==== TASK INPUTS

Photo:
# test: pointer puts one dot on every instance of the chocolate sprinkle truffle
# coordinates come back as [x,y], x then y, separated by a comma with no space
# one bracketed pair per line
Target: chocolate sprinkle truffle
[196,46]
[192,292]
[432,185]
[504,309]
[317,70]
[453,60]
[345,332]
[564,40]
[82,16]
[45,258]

========
==== TASK INPUTS

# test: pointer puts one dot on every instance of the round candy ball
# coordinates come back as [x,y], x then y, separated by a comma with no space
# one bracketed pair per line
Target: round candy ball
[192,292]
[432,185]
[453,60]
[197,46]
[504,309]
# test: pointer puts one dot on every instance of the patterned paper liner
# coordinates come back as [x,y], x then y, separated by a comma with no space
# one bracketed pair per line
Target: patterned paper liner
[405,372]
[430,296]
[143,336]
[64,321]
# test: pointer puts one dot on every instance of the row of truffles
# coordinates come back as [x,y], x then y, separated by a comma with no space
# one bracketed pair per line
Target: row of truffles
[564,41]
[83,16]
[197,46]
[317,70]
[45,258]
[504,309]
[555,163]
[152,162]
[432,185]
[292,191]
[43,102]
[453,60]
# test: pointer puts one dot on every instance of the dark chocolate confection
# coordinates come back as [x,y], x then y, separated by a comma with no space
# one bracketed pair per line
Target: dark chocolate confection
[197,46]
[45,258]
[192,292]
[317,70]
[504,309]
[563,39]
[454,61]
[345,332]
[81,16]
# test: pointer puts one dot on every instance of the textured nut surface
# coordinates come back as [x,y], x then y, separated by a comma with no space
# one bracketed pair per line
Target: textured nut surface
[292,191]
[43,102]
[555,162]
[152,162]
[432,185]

========

(GIVEN TASK): Show each line from the two blocks above that contains the word "round", copying every such line in full. Case counts.

(THE ANSWER):
# test: pointer puts one dot on every instance of the round candy ball
Target: round candy ball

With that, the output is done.